Could you write out the material again, starting at the line that contains "Category: white sedan" and running through its end, with "Keypoints" replaced by "Points" and everything else left unchanged?

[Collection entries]
================================

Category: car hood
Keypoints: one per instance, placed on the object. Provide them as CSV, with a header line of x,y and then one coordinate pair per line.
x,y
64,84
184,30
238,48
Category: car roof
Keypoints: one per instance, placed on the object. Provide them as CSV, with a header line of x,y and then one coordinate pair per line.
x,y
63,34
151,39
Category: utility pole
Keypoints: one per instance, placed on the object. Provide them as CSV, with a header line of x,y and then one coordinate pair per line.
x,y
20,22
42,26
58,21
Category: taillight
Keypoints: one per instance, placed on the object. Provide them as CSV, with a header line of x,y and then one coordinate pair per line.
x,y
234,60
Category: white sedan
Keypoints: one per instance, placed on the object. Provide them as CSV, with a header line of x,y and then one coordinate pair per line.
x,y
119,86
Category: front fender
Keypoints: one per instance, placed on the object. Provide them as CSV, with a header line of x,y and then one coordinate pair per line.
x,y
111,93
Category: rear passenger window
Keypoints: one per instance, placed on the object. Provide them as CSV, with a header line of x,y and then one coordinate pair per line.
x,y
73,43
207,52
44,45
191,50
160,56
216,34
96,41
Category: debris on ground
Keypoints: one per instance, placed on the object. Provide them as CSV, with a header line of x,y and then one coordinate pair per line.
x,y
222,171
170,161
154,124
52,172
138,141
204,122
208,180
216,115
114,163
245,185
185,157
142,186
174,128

================================

### Answer to the problem
Category: white sedan
Points: one per instance, placed on the object. Provide them as CSV, with a header line of x,y and then one coordinate pair per line.
x,y
119,86
Category: front fender
Points: one per instance, placed on the object. Provide them as CSV, with a header line of x,y and then one coordinate pair per line.
x,y
111,93
Category: rear passenger window
Points: one per instance, placed on the object. Provide them as CSV, with a header line of x,y and then one coordinate pair per line.
x,y
73,43
207,52
44,45
191,50
160,56
216,34
96,41
Category: debris on ground
Points: one per instance, placed on the object. Provide them as CSV, with a header line of x,y and then one coordinate pair per line.
x,y
222,171
170,161
154,124
52,172
138,141
204,122
208,180
216,115
114,163
245,185
185,157
142,186
174,128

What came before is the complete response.